* **Exercise requirements**: Only the pictures are to be omitted; every entry beneath should otherwise be duplicated exactly.
+ + + + + + +
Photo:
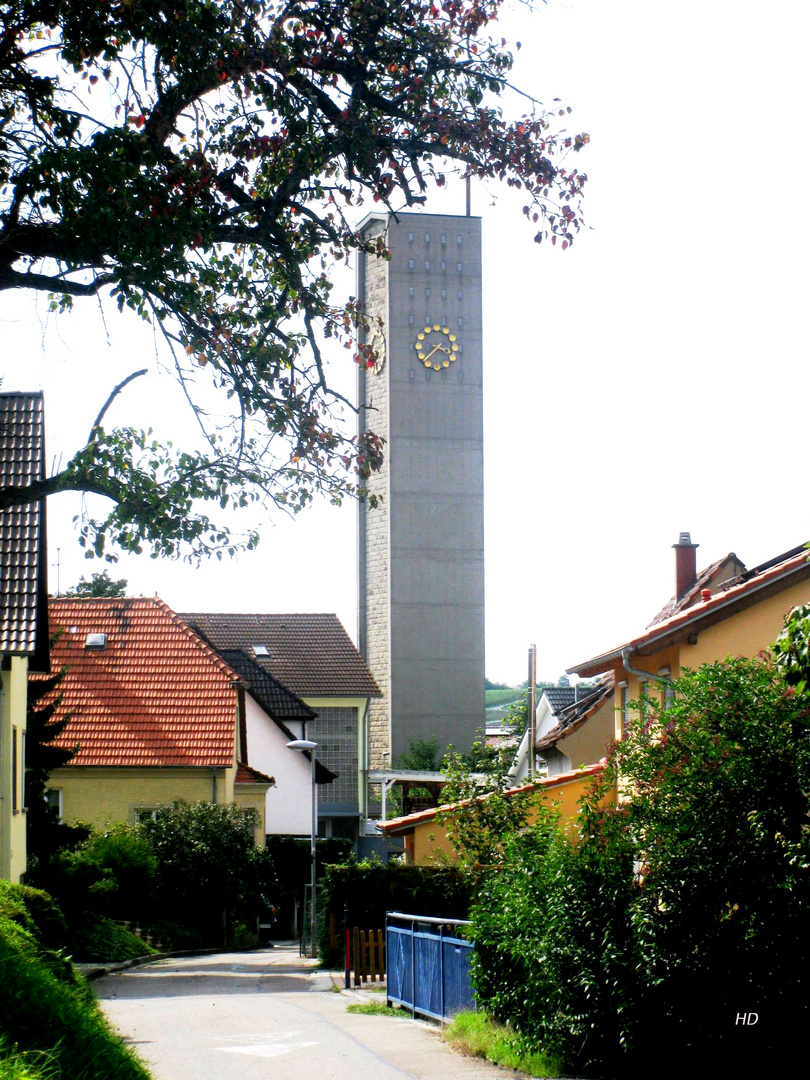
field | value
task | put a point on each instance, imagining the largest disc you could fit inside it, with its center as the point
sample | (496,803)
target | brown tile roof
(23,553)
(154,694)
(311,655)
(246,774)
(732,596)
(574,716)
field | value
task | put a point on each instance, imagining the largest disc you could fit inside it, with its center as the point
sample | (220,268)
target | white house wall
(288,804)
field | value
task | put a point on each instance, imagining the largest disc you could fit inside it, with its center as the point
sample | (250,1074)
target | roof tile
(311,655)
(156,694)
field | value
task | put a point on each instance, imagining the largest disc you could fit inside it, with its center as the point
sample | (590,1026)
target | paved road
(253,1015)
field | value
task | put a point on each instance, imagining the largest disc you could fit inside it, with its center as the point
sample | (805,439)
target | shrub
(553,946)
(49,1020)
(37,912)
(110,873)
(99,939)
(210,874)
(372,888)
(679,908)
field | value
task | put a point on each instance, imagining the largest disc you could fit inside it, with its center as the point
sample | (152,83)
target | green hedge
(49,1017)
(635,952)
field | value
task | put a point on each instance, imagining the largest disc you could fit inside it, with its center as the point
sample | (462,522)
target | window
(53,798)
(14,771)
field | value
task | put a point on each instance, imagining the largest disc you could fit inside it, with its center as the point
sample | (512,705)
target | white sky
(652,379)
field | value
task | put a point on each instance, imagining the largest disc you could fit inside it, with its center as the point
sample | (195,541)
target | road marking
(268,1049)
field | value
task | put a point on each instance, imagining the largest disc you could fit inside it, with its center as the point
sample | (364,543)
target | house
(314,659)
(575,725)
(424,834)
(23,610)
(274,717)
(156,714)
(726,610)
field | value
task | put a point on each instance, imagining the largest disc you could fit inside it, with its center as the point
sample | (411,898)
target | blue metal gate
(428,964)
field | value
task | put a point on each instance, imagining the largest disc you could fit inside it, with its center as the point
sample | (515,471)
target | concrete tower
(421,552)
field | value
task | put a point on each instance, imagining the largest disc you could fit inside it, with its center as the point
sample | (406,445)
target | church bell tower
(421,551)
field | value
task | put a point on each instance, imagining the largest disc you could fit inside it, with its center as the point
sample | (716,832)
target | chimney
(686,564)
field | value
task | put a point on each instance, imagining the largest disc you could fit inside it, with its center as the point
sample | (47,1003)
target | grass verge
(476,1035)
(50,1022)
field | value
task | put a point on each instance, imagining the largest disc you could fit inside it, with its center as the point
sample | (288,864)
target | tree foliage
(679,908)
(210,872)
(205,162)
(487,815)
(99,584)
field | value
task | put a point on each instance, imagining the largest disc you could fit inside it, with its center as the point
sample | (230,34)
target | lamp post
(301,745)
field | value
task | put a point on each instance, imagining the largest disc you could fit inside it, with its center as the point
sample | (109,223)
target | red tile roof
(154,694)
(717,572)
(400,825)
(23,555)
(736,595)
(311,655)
+ + + + + + +
* **Result of this exercise**:
Photo:
field | value
task | put a point on each instance, imagining the largest disc you could fit inside it, with its center as the point
sample | (496,803)
target | brown tile roof
(23,553)
(154,694)
(311,655)
(246,774)
(732,596)
(574,716)
field | value
task | put a point on each instance, imagining the largest disc you could fit inside it, with its center as the point
sample | (220,268)
target | white house wall
(288,804)
field | value
task | put a point on each instance, imagining the largest disc you could fit inside it, with its center as the point
sample | (250,1074)
target | roof tile
(311,655)
(156,694)
field | value
task | put a point on each instance, imagining the largest disc you could fit inside it, with its center as the point
sample | (590,1026)
target | paved road
(253,1015)
field | value
task | put a point on each instance, imagining the largest disc you could fit inside it, with its center as the point
sample | (805,439)
target | shrub
(553,946)
(49,1020)
(37,912)
(110,873)
(99,939)
(210,874)
(372,888)
(679,908)
field | value
task | put a point on each instance, imagining the largest disc you could fit inside it, with its center as the point
sample | (152,83)
target | green hedge
(49,1017)
(635,952)
field | value
task | put a point on each instance, imagining the largest disc you could fit inside it, with its center as the point
sample | (462,522)
target | window
(53,798)
(14,771)
field | value
task | put a point on each instance, imagining the largest disc you could fit inside it, with its center as the point
sample | (512,705)
target | white sky
(652,379)
field | value
task | put a point on each instance, imagining the largest disc you could fit inside it, with its center as the point
sample | (195,541)
target | road marking
(268,1049)
field | value
task | put a point on each instance, imagining the largest disc you could fit inside it, with its center as the point
sample | (364,543)
target | house
(314,659)
(575,725)
(424,834)
(23,610)
(274,717)
(156,714)
(726,610)
field | value
task | put a point on each instance, imagining the largest disc you could fit inside it, with its center as the point
sample | (411,898)
target | blue metal gate
(428,964)
field | value
task | put a point on each instance, imagining the largest disc you could fit inside it, with its center as the point
sample | (515,471)
target | concrete tower
(421,552)
field | value
task | put a point on each instance, imagining the largest disc you could fit inside it, with its center as the point
sample | (406,445)
target | church bell tower
(421,551)
field | value
task | put a point on each instance, imagining the largest disc you could fit inside it, with its center as the point
sample | (716,832)
target | chimney
(686,564)
field | value
task | put a point on each instance, imagining the largest disc you could fit inside it, with its center as the point
sample | (47,1003)
target | grass verge
(476,1035)
(50,1022)
field | value
task | put a point on each instance, imagining the largest disc you could fit inside it, with its center as the point
sample | (288,864)
target | tree foliage
(679,908)
(210,872)
(205,162)
(487,815)
(99,584)
field | value
task | put a point on each instance, imagining the largest disc you could fit inside it, with its center as the point
sample | (230,34)
target | lamp post
(301,745)
field | value
task | put a point on each instance, imagining the largest disc you could fit inside it, with its center as the point
sample | (109,223)
target | red tile roof
(154,694)
(717,572)
(400,825)
(23,555)
(736,595)
(311,655)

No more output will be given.